Render every line of the entries below as one string in a JSON list, omitting blank lines. Leave the pictures out of the answer.

Records for this task:
========

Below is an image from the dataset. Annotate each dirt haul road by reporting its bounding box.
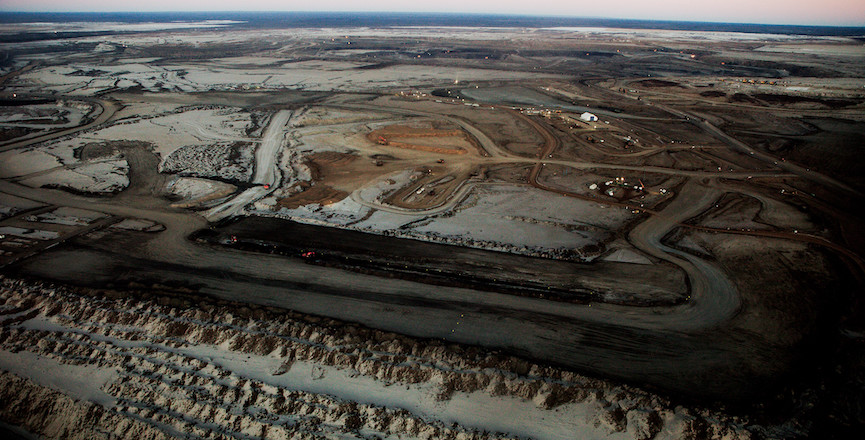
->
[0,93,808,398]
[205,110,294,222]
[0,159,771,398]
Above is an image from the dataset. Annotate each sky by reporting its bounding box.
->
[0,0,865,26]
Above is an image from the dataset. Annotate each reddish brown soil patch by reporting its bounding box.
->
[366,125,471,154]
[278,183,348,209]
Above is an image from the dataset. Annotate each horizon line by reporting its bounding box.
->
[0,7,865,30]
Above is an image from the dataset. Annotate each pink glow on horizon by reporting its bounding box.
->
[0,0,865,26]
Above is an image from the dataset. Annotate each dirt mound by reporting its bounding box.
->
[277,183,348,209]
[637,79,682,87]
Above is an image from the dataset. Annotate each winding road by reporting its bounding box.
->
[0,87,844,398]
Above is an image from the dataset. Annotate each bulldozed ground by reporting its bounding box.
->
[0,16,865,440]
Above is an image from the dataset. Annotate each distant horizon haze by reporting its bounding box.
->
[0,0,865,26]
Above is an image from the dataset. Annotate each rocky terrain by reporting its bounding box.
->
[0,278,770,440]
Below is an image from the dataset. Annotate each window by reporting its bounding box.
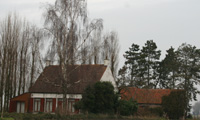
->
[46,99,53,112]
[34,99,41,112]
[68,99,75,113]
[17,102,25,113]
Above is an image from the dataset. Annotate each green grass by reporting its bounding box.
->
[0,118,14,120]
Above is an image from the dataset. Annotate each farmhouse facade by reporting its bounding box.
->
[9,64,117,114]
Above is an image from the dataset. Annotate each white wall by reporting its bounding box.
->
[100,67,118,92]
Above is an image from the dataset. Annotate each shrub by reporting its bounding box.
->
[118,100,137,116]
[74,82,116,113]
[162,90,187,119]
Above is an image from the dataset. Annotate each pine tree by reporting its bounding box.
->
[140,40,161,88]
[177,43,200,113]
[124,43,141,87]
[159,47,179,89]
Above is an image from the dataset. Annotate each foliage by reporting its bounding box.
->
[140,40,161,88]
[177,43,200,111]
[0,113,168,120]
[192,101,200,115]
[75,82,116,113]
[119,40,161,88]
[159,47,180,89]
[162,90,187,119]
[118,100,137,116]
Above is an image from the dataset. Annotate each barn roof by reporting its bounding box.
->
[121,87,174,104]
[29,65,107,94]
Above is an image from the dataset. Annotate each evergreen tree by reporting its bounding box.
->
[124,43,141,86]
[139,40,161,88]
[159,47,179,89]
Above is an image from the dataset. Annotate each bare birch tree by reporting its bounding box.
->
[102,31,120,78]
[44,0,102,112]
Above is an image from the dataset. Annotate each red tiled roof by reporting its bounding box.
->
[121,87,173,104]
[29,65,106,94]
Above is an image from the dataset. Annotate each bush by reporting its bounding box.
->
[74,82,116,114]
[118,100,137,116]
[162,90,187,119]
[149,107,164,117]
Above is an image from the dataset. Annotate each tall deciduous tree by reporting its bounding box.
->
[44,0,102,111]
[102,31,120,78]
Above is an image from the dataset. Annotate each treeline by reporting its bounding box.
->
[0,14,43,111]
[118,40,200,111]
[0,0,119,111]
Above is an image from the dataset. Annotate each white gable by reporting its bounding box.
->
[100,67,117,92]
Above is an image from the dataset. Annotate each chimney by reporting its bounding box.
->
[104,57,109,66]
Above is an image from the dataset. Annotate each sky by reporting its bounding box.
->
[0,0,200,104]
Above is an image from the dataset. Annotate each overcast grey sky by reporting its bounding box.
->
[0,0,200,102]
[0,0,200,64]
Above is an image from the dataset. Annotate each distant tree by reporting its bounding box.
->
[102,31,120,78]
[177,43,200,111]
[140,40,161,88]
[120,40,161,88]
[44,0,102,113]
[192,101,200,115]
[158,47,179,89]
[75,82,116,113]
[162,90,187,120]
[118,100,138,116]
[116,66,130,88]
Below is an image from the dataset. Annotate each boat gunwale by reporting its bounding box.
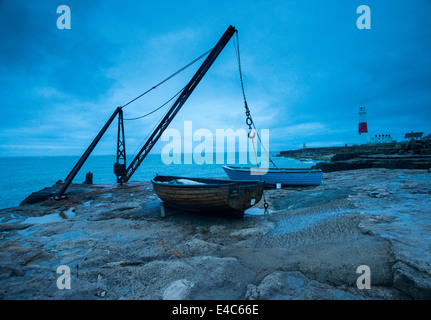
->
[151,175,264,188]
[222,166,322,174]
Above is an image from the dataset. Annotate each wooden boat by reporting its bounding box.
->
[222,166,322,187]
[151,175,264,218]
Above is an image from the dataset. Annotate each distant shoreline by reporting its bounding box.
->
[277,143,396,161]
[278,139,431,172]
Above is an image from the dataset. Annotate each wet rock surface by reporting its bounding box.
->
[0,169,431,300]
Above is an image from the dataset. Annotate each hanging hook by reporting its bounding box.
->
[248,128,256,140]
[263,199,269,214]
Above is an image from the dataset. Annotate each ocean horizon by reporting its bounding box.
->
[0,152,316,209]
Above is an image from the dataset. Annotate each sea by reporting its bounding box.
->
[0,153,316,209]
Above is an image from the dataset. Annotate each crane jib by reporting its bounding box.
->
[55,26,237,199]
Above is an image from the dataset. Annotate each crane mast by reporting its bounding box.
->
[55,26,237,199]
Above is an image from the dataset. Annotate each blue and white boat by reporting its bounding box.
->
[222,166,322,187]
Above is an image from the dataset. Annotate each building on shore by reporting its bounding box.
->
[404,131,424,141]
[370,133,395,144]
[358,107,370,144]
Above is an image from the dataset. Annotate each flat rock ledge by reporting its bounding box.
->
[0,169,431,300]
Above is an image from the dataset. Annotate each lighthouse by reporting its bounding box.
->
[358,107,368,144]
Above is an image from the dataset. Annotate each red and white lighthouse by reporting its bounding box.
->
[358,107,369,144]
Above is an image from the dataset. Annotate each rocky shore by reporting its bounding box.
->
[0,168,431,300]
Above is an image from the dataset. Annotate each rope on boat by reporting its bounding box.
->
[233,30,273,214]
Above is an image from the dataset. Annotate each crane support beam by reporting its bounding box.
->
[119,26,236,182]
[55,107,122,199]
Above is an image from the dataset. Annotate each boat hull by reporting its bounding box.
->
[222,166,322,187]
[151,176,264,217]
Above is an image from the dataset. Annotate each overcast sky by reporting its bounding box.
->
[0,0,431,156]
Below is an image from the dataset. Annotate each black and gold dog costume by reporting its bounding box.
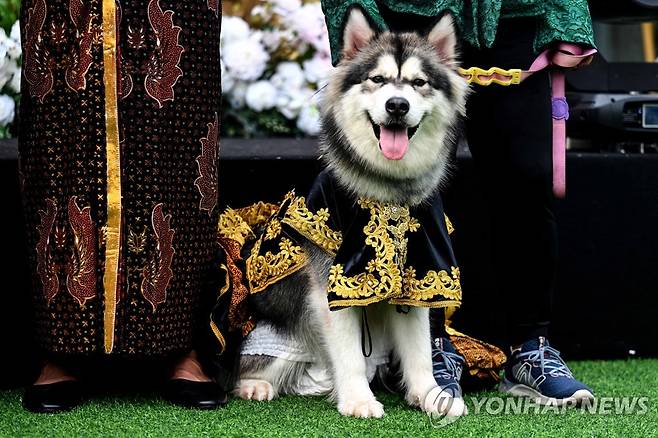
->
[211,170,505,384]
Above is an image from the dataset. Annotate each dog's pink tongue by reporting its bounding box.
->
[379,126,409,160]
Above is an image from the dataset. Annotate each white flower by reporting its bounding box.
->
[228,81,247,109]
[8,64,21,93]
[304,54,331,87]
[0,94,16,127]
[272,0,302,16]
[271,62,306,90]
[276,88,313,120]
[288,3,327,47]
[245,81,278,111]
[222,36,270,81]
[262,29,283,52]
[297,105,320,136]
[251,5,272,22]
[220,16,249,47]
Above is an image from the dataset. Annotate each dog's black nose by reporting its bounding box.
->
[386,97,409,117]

========

Output for this exercise:
[
  "Below is an image from the dataset. Annotate each dirt haul road by reporting its bounding box.",
  "->",
  "[0,93,808,398]",
  "[205,110,294,222]",
  "[0,159,771,398]",
  "Above is an image from the dataset. Annotate each sky by reporting its bounding box.",
  "->",
  "[0,0,865,26]",
  "Above is an image from the dataset. Annotate each reddish brown soil patch by reporting its bounding box.",
  "->",
  "[366,125,471,154]",
  "[278,183,348,209]",
  "Above is an image from the dataset. Annotate each horizon line by reporting its bounding box.",
  "->",
  "[0,7,865,30]",
  "Above is an image from the dataset. Annotate each pink glow on horizon by reporting its bounding box.",
  "->",
  "[0,0,865,26]",
  "Above is an image from the dataset. Annotate each dirt mound by reporting its bounding box.",
  "->",
  "[277,183,348,209]",
  "[637,79,682,87]",
  "Above is an image from the dataset. Annotate each winding road by reporting its bounding box.",
  "->",
  "[0,87,844,398]",
  "Above is an image from the dataset. Annotate each bulldozed ground by reporting its bounding box.",
  "->",
  "[0,16,865,440]",
  "Above is an image from the dataset. Annotate each distant horizon haze by reporting its bounding box.",
  "->",
  "[0,0,865,26]",
  "Above is an image from the dataset. Annotate each rocky terrain by reporting its bounding box.",
  "->",
  "[0,278,770,440]",
  "Below is an image from the dataset. Annotate each window by reporting its bounding box.",
  "->",
  "[46,99,53,112]",
  "[34,99,41,112]",
  "[68,99,75,113]",
  "[17,102,25,113]",
  "Above is an image from the dataset. Annotate each green grass by reporting its bounding box.",
  "->",
  "[0,118,14,120]",
  "Above is an image from the dataset. Annotate each farmhouse facade by reporting its bounding box.",
  "->",
  "[9,64,117,114]",
  "Above is an image from the dataset. Annotate each white wall by reporting its bounding box.",
  "->",
  "[100,67,118,92]",
  "Above is an image from the dataset. Annotate each shrub by reporting its bounding box.",
  "->",
  "[118,100,137,116]",
  "[74,82,116,113]",
  "[162,90,187,119]",
  "Above is an image from the dataset. Annotate each pine tree by reporting its bounding box.",
  "->",
  "[140,40,161,88]",
  "[177,43,200,113]",
  "[124,43,141,87]",
  "[159,47,179,89]",
  "Above is an image from the dataset. Annotate each foliage by reporting its bounding box.",
  "->",
  "[140,40,161,88]",
  "[177,43,200,111]",
  "[0,113,168,120]",
  "[192,101,200,115]",
  "[75,82,116,113]",
  "[119,40,161,88]",
  "[159,47,180,89]",
  "[162,90,187,119]",
  "[118,100,137,116]",
  "Above is an image from the dataset. Annotate each barn roof by reporting its bounding box.",
  "->",
  "[121,87,174,104]",
  "[29,65,107,94]",
  "Above is an image from the dataset. Annotate each evergreen tree by reporting its bounding box.",
  "->",
  "[124,43,141,86]",
  "[139,40,161,88]",
  "[159,47,179,89]",
  "Above is an image from the dataset. Annotate each bare birch tree by reporting its bounding box.",
  "->",
  "[102,31,120,78]",
  "[44,0,102,112]",
  "Above is an image from the dataset. Annotate each red tiled roof by reporting its bounding box.",
  "->",
  "[121,87,173,104]",
  "[29,65,106,94]",
  "Above is an image from the dataset. Annotate each bush by reporting its bounding box.",
  "->",
  "[74,82,116,114]",
  "[118,100,137,116]",
  "[162,90,187,119]",
  "[149,107,164,117]",
  "Above is an image from the dataset. Annotate each tall deciduous tree by reporting its bounding box.",
  "->",
  "[44,0,102,111]",
  "[102,31,120,78]",
  "Above is an image from the dataset. Annotate each treeline by reporting its bounding box.",
  "->",
  "[0,14,43,111]",
  "[118,40,200,111]",
  "[0,0,119,111]",
  "Above is an image from the dataset. Annotate each white gable by reporting its bounding box.",
  "->",
  "[100,67,117,92]",
  "Above is an image from the dataset. Annotate each chimney by reporting its bounding box.",
  "->",
  "[104,57,109,66]",
  "Above is an image from the dataset. Annotate each sky by reporting its bounding box.",
  "->",
  "[0,0,200,104]",
  "Above is an image from the dataset. Annotate each overcast grey sky by reporting its bounding box.",
  "->",
  "[0,0,200,102]",
  "[0,0,200,64]",
  "Above is an image from the dataset. Annotate each distant tree by reporting its bounding box.",
  "->",
  "[102,31,120,78]",
  "[177,43,200,111]",
  "[140,40,161,88]",
  "[120,40,161,88]",
  "[44,0,102,113]",
  "[192,101,200,115]",
  "[158,47,179,89]",
  "[75,82,116,113]",
  "[162,90,187,120]",
  "[118,100,138,116]",
  "[116,66,130,88]",
  "Below is an image from the dataset. Annotate each boat gunwale by reporting its bounding box.",
  "->",
  "[151,175,264,188]",
  "[222,166,322,174]",
  "Above is an image from the dataset. Annotate each wooden boat by reporting its bounding box.",
  "->",
  "[222,166,322,187]",
  "[151,175,264,218]",
  "Above is an image from the dataset. Annotate each distant shoreline by reporting its bounding box.",
  "->",
  "[277,143,396,161]",
  "[278,139,431,172]",
  "Above is an image from the dataset. Annotate each wet rock surface by reporting its bounding box.",
  "->",
  "[0,169,431,300]",
  "Above is an image from the dataset. Annotate each hanging hook by reporting its bounding box.",
  "->",
  "[248,128,256,140]",
  "[263,199,269,214]",
  "Above is an image from the dataset. Annotate each ocean horizon by reporting its bounding box.",
  "->",
  "[0,152,316,209]",
  "Above is an image from the dataset. Annotate each sea by reporting its bounding box.",
  "->",
  "[0,153,316,209]",
  "Above is an image from the dataset. Annotate each crane jib by reporting its bounding box.",
  "->",
  "[55,26,237,199]",
  "Above is an image from the dataset. Annotate each crane mast by reporting its bounding box.",
  "->",
  "[55,26,237,199]",
  "Above is an image from the dataset. Annotate each blue and white boat by reporting its bounding box.",
  "->",
  "[222,166,322,187]",
  "Above is an image from the dataset. Annotate each building on shore by reporting its bounding box.",
  "->",
  "[404,131,424,141]",
  "[370,133,395,144]",
  "[358,107,370,144]",
  "Above is an image from the dataset. Annotate each flat rock ledge by reporting its bounding box.",
  "->",
  "[0,169,431,300]",
  "Above is an image from the dataset. Annotate each lighthouse by reporting its bounding box.",
  "->",
  "[358,107,368,144]",
  "Above is an image from the dataset. Annotate each red and white lighthouse by reporting its bounding box.",
  "->",
  "[358,107,369,144]",
  "Above is an image from the dataset. Annotate each rocky shore by reporting its bounding box.",
  "->",
  "[0,168,431,300]",
  "Above is an image from the dataset. Annotate each rope on boat by reporting its bounding box.",
  "->",
  "[233,30,273,214]",
  "Above is an image from the dataset. Annotate each crane support beam by reporting its bounding box.",
  "->",
  "[119,26,236,182]",
  "[55,107,122,199]",
  "Above is an image from the dataset. Annotate each boat hull by reporting its bounding box.",
  "->",
  "[222,166,322,187]",
  "[151,176,264,217]",
  "Above is an image from the dataset. Annotate each overcast sky by reporting its bounding box.",
  "->",
  "[0,0,431,156]",
  "Below is an image from the dataset. Annotate each black and gold dog costume by reporting its bounding box.",
  "->",
  "[211,170,505,384]",
  "Above is an image from the dataset. Annotate each dog's pink tongue by reporting its bounding box.",
  "->",
  "[379,126,409,160]",
  "Above is an image from the dataset. Annotate each white flower by reporting its bounding box.",
  "->",
  "[228,81,247,109]",
  "[8,64,21,93]",
  "[304,54,331,87]",
  "[0,94,16,127]",
  "[272,0,302,16]",
  "[271,62,306,90]",
  "[276,88,313,120]",
  "[288,3,327,47]",
  "[245,81,278,111]",
  "[222,36,270,81]",
  "[262,29,283,52]",
  "[297,105,320,136]",
  "[251,5,272,22]",
  "[220,16,249,47]",
  "Above is an image from the dataset. Annotate each dog's black nose by reporting its bounding box.",
  "->",
  "[386,97,409,117]"
]